== Reading text

I’m sorry if your question was genuine, I read it as patronising - in that suggesting without a Pro R camera my work was ******* which is ridiculous. I suppose the Sony fanboy causing trouble in a Conon forum comment got me on the defensive.

I hope you accept my apology.

The frustration simply boils down to me wanting to invest a sizable amount in more gear and not having the means to allow me to do this with the R system.


----------



## Ozarker (Oct 25, 2019)

Gazwas said:


> I have over £30K worth of Canon equipment so feel I’m well within my right to join a Canon forum to vent my frustrations at their slow rate of pace bringing me the tools I need to market.
> 
> 
> Why you assume a Sony fanboy would like to buy a swath of Canon RF lenses (as said in an earlier post) is you reading something I’ve not written.
> ...


Nobody said you had no right.

The point is that carping Canon not having the body you wish Canon would make yet is rather silly. Canon, with a firm grasp on market share, knows much better than you or I what is needed and when. The professional market is very small compared to the rest of the market. Releasing a body you want when the lens line is not yet available for it would make far less sense.

Honestly, your claimed 30,000 pounds worth of Canon gear gives your opinion no more right or weight than somebody who owns an Elf point and shoot. You come across as an elitist, as though you are personally owed something because you've spent some money. To that I say, "Whoop de doo!" A pro camera is coming. Acting as though Sony, with it's terrible record, is somehow ahead of the game when Sony has been the only player in that game for a while is kinda, well... I won't say it.


----------



## josephandrews222 (Oct 25, 2019)

...I have yet to pull the trigger on the UWA such as the EF 11-24. I don't really *need *such a lens...but I want one. I was able to hold off, in part, because of the possibility of a UWA in the RF format...but also because of IS (lack of).

In part, that time has come (apparently).

There are several posts in this thread now...and not one mentions image stabilization. Am I the only one that likes acquiring museum/theme park/at home images of really really dark (static) scenes, at places were tripods etc just aren't practical? Image stabilization in these use cases is critical.

IBIS for the next R?

Or will the 10-24 itself have IS?

Finally, will the EF 11-24 now see downward pressure as far as price is concerned?


----------



## Ozarker (Oct 25, 2019)

josephandrews222 said:


> ...I have yet to pull the trigger on the UWA such as the EF 11-24. I don't really *need *such a lens...but I want one. I was able to hold off, in part, because of the possibility of a UWA in the RF format...but also because of IS (lack of).
> 
> In part, that time has come (apparently).

====
== Record excerpts

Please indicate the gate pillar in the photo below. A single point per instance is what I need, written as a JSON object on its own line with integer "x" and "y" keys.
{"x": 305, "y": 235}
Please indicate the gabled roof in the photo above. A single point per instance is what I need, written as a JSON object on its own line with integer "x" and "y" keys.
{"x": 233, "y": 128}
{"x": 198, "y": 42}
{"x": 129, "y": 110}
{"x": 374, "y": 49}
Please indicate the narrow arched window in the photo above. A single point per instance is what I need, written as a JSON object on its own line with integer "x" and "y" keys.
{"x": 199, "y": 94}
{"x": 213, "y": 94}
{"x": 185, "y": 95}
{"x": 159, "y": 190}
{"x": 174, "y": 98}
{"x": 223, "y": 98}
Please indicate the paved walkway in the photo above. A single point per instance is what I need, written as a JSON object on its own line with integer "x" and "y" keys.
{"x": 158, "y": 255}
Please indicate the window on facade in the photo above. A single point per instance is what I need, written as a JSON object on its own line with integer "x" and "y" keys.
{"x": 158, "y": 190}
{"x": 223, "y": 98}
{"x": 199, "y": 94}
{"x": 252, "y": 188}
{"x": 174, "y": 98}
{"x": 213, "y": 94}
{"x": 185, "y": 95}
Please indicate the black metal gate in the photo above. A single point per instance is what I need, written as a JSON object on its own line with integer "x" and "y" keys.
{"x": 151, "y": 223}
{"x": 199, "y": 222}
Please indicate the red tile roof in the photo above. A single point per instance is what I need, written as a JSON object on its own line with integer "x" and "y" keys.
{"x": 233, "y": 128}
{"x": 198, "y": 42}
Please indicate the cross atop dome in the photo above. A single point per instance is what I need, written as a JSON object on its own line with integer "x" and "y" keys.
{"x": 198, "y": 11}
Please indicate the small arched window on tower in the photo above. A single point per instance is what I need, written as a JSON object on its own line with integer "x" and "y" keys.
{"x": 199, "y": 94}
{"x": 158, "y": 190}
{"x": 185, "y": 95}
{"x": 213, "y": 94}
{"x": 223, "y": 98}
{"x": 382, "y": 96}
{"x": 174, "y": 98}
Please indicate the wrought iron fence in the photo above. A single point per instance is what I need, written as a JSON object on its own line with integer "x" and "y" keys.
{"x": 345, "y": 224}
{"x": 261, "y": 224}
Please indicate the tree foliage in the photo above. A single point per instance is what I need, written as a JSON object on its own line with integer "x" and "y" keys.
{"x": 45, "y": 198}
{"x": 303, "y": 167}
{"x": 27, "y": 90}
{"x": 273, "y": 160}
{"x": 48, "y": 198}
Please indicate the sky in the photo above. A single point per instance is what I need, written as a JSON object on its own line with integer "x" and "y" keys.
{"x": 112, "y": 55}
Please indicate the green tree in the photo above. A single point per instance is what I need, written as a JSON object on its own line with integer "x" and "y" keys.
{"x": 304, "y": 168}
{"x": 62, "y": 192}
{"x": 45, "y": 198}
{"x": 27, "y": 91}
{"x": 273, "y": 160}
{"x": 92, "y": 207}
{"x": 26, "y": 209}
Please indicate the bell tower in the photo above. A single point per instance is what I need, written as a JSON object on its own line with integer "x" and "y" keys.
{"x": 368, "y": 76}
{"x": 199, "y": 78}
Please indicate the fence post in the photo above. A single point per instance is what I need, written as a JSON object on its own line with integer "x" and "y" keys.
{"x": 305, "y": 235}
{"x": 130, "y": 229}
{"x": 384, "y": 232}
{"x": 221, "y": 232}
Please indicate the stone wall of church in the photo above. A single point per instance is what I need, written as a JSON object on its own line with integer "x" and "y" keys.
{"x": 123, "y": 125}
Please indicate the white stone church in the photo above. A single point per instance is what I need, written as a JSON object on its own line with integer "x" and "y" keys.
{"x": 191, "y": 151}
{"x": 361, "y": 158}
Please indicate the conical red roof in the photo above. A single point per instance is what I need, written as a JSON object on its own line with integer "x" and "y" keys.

====

The task: Write the next part of the Canon forum thread, picking up right after its final quoted sentence.

The answer:
> 
> ...


I think IBIS is coming. IBIS will be especially good on UWA lenses, in my opinion... which isn't worth much.  IBIS works very well on my Olympus. Canon's will probably work well also.


----------



## privatebydesign (Oct 25, 2019)

josephandrews222 said:


> ...I have yet to pull the trigger on the UWA such as the EF 11-24. I don't really *need *such a lens...but I want one. I was able to hold off, in part, because of the possibility of a UWA in the RF format...but also because of IS (lack of).
> 
> In part, that time has come (apparently).
> 
> ...


Even if I had an R, and I will get the high resolution model, I wouldn’t get the RF 10-24 I’d get the EF 11-24 and use it with adapters so I could filter it. Further, I see IBIS coming to the R so no need for IS. Not that I have ever hankered for IS in the 11-24 anyway. Bearing all this in mind I doubt if you will see any downward pressure on the EF 11-24, for sure I am keeping mine going forwards.


----------



## Gazwas (Oct 25, 2019)

CanonFanBoy said:


> Nobody said you had no right.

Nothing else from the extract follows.